== About this task ==
For the listing below, return the line containing "Target: mercedes star emblem", the line containing "Target: rear bumper", and all lines in between, exactly as written and nothing else.

== Dataset extract ==
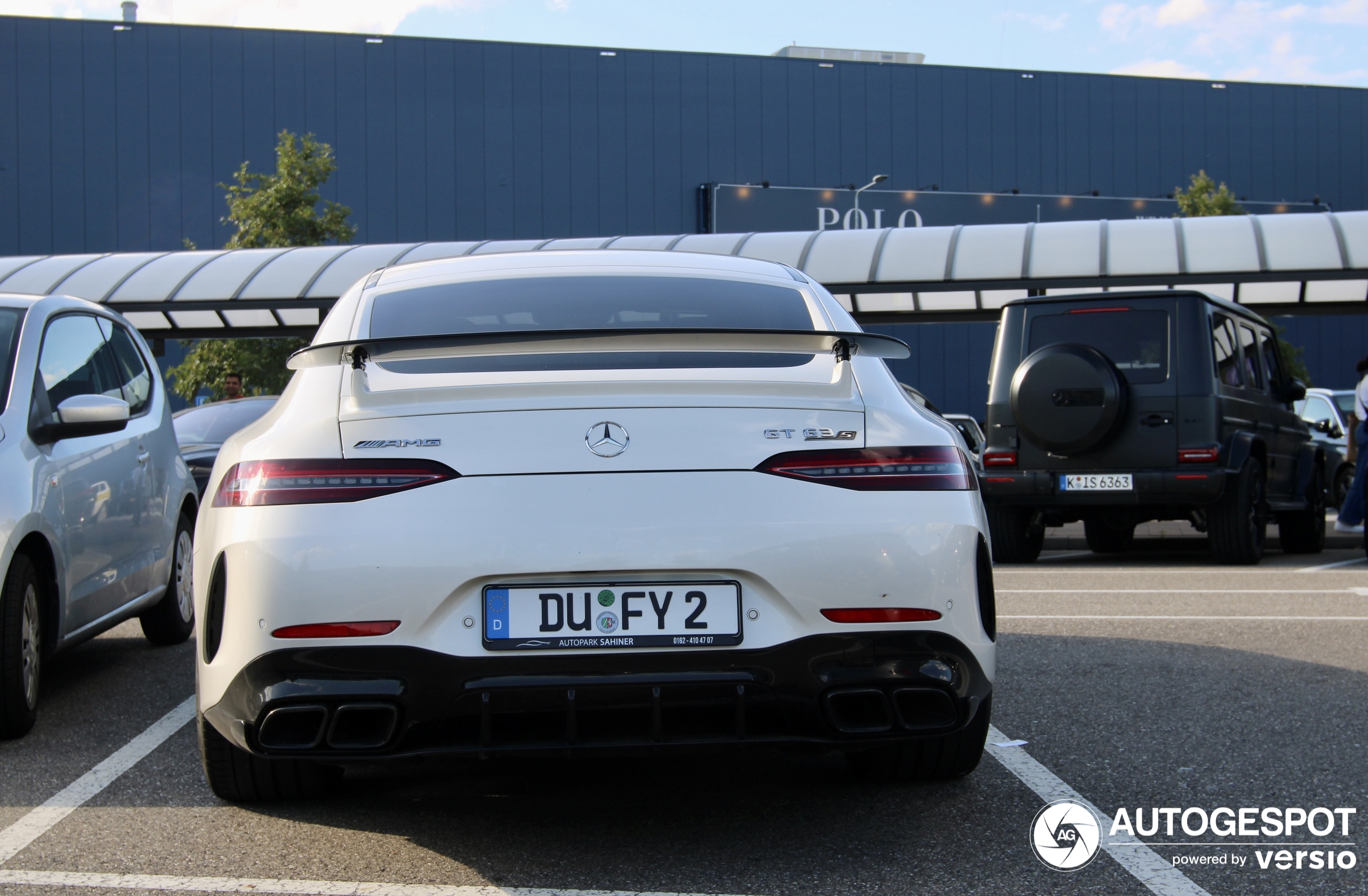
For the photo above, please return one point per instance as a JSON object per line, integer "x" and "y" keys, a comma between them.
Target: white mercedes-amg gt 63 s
---
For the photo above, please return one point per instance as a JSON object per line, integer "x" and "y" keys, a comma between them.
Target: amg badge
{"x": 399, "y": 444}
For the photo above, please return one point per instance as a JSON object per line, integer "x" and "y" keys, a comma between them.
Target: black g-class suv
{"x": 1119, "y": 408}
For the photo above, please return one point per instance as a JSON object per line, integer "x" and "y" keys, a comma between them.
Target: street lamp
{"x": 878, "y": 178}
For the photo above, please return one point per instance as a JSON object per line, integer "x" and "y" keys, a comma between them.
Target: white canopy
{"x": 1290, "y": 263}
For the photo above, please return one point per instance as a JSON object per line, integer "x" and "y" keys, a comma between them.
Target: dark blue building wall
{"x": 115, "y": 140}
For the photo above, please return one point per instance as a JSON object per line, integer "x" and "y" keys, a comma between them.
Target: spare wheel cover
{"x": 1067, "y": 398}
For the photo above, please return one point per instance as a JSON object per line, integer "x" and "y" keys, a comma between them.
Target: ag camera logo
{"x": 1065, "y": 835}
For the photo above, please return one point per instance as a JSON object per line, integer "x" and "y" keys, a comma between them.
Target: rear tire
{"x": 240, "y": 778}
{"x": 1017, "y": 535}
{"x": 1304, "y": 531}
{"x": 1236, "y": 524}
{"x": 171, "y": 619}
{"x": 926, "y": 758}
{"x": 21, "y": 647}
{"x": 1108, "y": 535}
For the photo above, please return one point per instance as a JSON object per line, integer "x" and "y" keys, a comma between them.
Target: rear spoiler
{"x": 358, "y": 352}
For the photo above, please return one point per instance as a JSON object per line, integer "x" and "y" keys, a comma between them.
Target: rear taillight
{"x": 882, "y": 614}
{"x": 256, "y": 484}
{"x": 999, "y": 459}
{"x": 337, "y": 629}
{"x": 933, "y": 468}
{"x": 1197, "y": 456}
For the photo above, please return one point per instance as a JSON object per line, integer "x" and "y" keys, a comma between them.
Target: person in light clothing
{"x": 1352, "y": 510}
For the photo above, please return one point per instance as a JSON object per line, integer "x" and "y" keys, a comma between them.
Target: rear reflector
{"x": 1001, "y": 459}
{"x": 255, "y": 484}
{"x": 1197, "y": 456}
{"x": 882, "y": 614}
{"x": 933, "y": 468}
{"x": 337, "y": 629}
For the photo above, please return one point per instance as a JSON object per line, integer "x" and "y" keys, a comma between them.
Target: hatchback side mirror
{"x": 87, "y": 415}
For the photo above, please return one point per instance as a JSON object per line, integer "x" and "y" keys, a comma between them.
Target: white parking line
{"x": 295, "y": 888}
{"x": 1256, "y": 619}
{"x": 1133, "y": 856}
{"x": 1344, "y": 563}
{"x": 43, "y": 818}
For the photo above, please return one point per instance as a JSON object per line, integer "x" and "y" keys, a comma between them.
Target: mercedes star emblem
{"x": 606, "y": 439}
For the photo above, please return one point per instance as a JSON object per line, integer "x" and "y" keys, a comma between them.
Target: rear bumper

== Solution ==
Target: mercedes star emblem
{"x": 606, "y": 439}
For the photo above, please return one point per instance as a JSON object per line, integer "x" and "y" keys, a comma between them.
Target: rear bumper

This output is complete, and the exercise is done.